(Entries from a collection)
┄┄┄┄┄┄

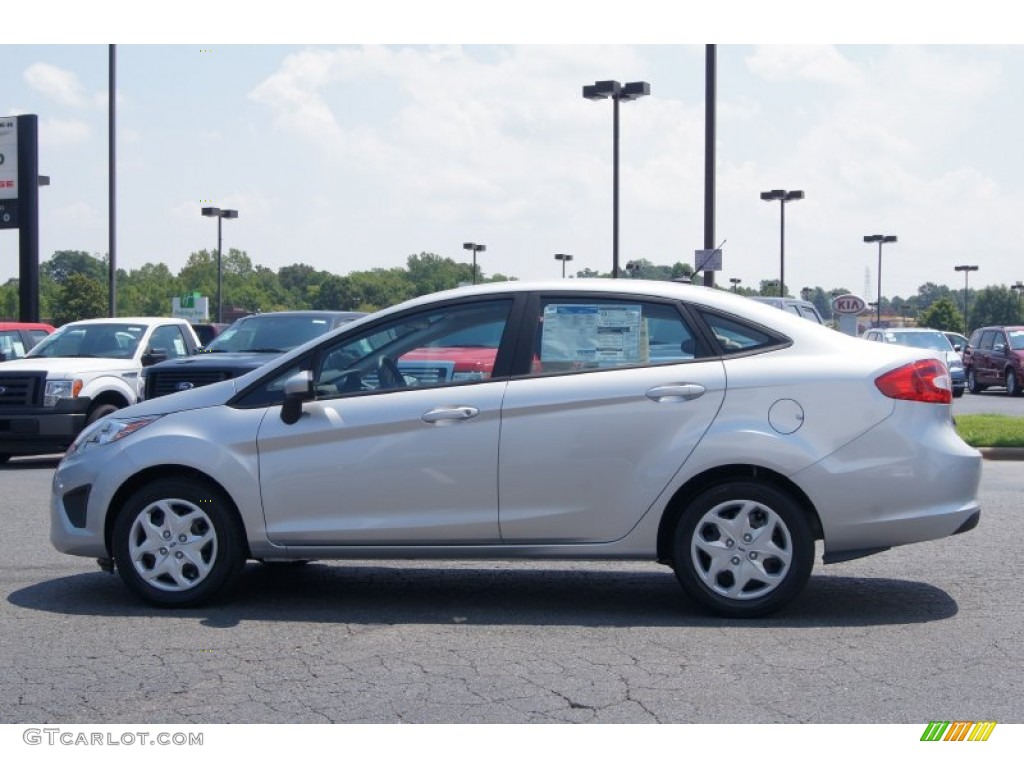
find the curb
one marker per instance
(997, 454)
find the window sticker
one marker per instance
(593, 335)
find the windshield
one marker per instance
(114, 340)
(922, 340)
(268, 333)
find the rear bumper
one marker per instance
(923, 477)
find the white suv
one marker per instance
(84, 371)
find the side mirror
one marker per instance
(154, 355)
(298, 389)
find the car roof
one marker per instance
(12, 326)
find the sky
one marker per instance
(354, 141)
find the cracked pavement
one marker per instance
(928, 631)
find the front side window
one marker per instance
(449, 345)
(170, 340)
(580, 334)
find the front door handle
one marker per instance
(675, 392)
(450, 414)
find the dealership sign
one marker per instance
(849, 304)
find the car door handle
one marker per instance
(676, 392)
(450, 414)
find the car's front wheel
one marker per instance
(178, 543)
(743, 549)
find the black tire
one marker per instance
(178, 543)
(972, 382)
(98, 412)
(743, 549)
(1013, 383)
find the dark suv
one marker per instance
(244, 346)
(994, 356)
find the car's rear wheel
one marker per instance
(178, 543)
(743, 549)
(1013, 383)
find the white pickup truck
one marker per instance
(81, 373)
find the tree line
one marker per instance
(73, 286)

┄┄┄┄┄┄

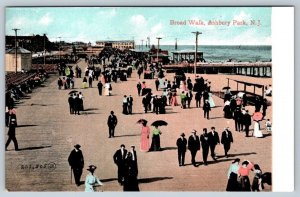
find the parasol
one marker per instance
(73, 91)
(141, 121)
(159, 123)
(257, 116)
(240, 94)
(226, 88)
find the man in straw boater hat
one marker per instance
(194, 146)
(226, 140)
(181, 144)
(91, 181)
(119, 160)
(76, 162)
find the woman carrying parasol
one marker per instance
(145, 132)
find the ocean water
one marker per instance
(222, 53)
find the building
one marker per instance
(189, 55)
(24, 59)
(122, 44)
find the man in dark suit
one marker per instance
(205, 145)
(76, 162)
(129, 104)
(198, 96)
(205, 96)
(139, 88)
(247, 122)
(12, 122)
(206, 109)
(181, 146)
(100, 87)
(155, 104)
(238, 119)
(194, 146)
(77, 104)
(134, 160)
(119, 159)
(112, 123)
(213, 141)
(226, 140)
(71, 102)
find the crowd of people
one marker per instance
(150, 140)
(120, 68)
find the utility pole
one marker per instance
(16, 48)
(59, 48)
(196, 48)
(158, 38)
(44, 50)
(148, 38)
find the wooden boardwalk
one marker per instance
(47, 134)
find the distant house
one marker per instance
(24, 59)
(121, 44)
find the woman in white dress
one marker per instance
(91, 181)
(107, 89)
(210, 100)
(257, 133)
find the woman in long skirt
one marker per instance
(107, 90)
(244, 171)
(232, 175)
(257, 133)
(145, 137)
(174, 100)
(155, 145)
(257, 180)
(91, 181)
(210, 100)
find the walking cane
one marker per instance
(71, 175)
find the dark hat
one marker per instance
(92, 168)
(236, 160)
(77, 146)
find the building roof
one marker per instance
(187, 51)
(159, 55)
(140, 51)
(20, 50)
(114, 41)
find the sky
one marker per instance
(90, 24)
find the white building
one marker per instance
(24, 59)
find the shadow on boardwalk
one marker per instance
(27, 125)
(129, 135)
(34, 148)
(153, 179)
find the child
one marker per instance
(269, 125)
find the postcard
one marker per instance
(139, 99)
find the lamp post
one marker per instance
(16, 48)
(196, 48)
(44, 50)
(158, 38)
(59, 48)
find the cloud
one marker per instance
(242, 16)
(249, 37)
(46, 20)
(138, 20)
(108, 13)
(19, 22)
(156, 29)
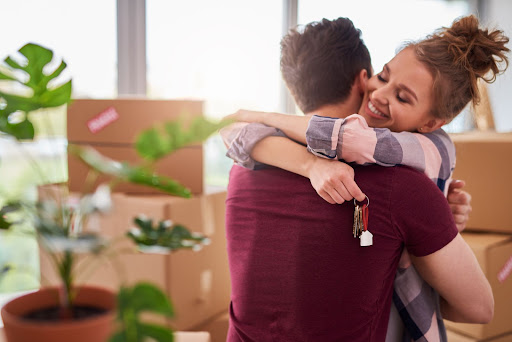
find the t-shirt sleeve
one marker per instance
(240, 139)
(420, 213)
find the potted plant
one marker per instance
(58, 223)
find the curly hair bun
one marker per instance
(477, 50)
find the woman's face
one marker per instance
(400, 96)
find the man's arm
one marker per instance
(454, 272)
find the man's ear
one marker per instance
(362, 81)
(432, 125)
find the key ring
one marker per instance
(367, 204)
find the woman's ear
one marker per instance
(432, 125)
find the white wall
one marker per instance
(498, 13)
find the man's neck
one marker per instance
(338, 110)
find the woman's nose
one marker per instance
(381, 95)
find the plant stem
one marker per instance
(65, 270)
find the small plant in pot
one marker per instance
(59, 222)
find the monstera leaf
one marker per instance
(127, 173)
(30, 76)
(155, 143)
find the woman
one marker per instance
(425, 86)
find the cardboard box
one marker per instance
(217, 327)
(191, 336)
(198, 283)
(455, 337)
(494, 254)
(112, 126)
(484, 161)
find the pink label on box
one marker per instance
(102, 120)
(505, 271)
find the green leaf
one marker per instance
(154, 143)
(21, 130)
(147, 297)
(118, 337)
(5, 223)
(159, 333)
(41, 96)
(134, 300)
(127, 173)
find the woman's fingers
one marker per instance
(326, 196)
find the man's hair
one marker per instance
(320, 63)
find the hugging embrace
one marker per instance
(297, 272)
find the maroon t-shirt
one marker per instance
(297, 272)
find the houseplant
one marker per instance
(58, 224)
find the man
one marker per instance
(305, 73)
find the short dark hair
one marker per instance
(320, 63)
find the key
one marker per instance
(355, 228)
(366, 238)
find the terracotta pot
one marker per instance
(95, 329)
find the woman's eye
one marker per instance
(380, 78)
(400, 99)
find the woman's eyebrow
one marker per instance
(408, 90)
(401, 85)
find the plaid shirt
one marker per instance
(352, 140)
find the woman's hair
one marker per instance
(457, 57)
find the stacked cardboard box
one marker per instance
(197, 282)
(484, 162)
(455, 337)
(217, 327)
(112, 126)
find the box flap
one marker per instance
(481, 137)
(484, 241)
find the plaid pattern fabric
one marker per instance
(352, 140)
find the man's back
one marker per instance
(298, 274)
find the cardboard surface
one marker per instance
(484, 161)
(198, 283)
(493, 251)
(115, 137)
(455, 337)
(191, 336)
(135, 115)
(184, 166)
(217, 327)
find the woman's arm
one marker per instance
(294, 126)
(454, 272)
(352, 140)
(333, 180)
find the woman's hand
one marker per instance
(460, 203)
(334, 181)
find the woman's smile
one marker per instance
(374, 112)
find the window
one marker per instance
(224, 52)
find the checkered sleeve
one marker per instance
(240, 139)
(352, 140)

┄┄┄┄┄┄

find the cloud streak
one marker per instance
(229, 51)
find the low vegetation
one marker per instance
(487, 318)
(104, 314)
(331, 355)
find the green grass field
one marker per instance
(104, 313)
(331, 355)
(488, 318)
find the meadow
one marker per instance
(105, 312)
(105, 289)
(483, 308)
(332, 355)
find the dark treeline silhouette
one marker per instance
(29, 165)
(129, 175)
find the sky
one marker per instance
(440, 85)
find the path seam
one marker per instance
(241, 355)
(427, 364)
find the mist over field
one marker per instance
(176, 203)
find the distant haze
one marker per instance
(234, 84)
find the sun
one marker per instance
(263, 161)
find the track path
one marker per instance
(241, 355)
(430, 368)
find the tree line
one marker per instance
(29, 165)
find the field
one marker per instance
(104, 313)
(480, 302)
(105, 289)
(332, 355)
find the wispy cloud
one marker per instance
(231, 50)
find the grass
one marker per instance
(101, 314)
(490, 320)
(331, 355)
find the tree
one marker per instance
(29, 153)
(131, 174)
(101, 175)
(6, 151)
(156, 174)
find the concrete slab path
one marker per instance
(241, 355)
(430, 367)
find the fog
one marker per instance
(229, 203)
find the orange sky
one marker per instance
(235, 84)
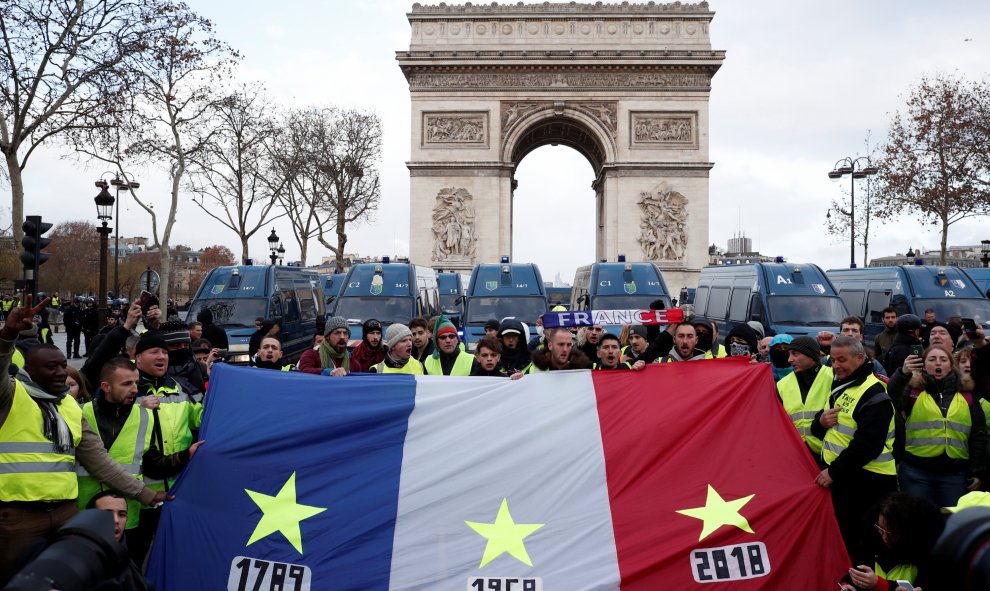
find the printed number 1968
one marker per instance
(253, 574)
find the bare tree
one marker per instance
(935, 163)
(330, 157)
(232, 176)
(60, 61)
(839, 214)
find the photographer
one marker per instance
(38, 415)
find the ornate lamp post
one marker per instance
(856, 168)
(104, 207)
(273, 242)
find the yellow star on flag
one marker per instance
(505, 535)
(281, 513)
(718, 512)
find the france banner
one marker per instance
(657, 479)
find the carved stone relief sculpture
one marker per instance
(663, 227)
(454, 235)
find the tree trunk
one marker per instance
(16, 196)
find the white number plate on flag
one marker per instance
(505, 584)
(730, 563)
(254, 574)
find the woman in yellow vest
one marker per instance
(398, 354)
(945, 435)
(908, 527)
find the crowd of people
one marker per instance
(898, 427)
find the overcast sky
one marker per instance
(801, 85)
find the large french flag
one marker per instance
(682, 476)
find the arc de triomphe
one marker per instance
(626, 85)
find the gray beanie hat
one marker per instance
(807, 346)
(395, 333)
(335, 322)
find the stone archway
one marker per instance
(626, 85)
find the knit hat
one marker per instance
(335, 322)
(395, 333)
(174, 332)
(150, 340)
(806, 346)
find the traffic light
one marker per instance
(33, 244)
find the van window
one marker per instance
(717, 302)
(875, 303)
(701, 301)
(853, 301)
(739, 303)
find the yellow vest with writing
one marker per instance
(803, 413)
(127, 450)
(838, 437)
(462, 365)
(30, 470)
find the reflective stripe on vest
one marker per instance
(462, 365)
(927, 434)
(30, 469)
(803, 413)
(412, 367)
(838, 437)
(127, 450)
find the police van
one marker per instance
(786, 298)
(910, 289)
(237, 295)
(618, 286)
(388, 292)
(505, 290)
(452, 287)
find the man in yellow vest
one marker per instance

┄┄┄┄┄┄

Report every line of the records that contains the string "shirt", treating uppercase and lowercase as different.

find the t-shirt sleeve
find the maroon t-shirt
find the plaid shirt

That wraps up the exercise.